| Data listing |
— Begin —
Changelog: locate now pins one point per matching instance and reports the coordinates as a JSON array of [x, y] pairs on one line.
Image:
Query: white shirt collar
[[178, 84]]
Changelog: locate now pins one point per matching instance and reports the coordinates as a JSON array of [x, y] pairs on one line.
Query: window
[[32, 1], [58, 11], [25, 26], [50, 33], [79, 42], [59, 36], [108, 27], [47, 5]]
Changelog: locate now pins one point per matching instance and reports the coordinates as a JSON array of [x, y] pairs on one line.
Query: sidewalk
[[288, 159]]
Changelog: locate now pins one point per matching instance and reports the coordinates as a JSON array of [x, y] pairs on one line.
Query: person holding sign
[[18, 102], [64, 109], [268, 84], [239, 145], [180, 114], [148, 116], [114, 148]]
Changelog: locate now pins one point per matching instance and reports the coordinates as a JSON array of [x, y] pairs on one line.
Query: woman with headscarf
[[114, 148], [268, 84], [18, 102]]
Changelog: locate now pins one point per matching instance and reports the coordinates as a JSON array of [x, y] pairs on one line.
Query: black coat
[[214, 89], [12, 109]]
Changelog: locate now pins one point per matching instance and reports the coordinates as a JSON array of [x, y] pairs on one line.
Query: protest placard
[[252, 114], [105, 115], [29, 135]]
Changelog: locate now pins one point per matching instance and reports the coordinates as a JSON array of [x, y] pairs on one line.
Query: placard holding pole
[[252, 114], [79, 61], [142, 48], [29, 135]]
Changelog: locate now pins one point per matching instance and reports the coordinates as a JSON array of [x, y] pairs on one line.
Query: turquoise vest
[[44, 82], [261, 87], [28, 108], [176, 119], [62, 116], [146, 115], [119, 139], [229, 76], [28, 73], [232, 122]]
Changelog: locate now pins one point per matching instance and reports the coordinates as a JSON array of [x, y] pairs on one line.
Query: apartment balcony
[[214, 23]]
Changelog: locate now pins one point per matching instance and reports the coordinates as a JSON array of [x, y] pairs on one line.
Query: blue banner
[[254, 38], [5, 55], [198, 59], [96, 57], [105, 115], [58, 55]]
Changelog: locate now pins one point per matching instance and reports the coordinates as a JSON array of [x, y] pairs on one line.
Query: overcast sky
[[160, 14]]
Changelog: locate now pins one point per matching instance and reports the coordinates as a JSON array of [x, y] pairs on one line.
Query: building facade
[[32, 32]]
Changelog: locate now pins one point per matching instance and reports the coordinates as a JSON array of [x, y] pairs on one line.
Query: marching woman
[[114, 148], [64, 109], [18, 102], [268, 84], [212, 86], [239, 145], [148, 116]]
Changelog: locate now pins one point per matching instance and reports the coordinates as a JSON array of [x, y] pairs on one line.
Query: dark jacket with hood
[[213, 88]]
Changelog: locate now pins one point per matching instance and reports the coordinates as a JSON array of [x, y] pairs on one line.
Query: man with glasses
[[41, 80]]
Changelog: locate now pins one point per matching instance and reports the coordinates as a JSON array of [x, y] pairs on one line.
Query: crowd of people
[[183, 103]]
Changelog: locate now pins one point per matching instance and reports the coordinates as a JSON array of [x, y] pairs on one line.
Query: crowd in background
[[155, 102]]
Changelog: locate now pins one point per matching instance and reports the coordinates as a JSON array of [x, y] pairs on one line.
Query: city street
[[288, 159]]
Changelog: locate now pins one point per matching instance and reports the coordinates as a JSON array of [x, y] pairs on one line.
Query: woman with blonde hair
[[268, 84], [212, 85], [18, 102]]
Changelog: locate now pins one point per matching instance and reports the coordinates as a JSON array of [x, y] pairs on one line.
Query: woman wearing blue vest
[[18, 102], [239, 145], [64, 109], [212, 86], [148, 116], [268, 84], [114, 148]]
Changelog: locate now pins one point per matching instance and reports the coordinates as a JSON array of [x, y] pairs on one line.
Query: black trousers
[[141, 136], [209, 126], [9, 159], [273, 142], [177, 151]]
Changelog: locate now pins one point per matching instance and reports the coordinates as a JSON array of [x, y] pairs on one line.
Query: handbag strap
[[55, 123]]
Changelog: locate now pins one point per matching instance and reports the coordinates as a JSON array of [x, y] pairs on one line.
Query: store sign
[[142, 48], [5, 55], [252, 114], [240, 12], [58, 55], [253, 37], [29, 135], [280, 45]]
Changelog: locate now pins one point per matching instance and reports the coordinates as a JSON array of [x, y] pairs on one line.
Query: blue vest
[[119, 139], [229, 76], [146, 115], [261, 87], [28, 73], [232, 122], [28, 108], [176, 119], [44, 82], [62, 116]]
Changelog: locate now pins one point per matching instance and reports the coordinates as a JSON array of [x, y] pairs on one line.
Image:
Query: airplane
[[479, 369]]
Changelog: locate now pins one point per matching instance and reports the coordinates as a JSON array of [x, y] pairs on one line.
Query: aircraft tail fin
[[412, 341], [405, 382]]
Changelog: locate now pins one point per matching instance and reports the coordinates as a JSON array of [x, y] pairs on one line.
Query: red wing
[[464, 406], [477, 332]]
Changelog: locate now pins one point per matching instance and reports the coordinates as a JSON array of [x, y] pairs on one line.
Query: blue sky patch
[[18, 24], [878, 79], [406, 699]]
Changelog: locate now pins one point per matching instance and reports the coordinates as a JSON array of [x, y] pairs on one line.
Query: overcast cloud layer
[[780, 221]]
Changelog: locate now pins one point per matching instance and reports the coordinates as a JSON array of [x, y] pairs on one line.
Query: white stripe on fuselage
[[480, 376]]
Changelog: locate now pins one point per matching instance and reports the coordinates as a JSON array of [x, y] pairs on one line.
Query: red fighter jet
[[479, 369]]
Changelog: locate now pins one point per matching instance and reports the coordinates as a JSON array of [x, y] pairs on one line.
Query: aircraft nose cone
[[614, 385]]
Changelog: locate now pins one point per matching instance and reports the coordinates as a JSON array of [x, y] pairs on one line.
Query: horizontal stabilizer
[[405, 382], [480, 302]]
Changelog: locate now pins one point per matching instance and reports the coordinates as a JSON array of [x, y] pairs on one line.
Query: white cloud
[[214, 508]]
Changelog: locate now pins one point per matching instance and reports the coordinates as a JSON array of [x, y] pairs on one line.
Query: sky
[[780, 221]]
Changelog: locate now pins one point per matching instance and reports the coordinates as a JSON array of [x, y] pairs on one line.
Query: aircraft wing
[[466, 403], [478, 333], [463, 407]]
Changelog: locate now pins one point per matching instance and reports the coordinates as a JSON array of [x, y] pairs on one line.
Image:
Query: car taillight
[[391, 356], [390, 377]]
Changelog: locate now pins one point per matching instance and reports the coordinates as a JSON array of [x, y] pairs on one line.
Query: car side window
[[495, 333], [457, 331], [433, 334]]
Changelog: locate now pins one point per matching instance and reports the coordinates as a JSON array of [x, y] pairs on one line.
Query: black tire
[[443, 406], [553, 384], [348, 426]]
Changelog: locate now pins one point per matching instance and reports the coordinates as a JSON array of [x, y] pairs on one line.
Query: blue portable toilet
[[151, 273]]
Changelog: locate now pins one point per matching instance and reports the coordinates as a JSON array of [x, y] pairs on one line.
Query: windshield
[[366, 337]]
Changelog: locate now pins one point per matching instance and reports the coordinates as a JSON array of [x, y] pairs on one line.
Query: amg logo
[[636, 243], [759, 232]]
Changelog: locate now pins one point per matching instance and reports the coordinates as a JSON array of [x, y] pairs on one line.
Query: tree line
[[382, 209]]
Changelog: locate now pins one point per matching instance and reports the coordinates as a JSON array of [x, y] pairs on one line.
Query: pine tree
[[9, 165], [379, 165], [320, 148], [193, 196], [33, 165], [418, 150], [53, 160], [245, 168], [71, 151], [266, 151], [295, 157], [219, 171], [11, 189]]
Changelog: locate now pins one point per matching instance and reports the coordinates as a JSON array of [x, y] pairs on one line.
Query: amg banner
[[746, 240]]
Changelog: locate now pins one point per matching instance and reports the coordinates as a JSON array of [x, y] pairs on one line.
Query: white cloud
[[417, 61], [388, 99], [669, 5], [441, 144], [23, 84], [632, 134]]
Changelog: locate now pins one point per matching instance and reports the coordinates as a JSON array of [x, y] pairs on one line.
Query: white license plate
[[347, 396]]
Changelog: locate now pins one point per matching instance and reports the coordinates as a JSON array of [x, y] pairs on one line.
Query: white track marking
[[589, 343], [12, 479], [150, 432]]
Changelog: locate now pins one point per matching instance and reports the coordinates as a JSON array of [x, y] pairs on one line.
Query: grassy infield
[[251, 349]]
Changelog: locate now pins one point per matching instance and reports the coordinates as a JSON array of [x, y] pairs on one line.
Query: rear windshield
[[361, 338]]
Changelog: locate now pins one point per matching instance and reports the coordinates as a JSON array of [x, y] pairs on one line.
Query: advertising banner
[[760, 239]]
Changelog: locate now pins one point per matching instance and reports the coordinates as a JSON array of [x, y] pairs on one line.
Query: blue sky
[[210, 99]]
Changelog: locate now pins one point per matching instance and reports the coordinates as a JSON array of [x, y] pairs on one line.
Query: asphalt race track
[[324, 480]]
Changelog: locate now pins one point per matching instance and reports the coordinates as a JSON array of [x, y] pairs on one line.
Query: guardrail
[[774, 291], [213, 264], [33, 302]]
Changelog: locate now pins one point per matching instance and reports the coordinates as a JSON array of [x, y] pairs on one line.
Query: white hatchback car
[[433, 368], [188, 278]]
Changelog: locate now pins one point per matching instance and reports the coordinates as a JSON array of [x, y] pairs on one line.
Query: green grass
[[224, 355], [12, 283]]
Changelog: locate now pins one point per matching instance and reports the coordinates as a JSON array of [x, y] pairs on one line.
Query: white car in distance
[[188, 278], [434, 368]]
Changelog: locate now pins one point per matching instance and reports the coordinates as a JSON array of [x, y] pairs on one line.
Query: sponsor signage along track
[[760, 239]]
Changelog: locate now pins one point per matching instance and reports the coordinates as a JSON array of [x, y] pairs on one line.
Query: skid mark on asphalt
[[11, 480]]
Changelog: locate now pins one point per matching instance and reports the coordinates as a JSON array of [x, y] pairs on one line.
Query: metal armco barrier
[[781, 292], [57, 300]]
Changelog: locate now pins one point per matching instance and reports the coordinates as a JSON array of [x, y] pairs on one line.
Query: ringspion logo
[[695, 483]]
— End —
| What the task asks |
Copy the lines above verbatim, starting at the very first line and ending at the line that contains "27], [47, 5]]".

| Written solution |
Changelog: locate now pins one point per matching instance and reports the coordinates as a JSON array of [x, y] pairs on one line.
Image:
Query: white shirt collar
[[178, 84]]
Changelog: locate now pins one point per matching instance and reports the coordinates as a JSON array of [x, y] pairs on one line.
Query: window
[[32, 1], [58, 11], [25, 26], [50, 33], [79, 42], [59, 36], [108, 27], [47, 5]]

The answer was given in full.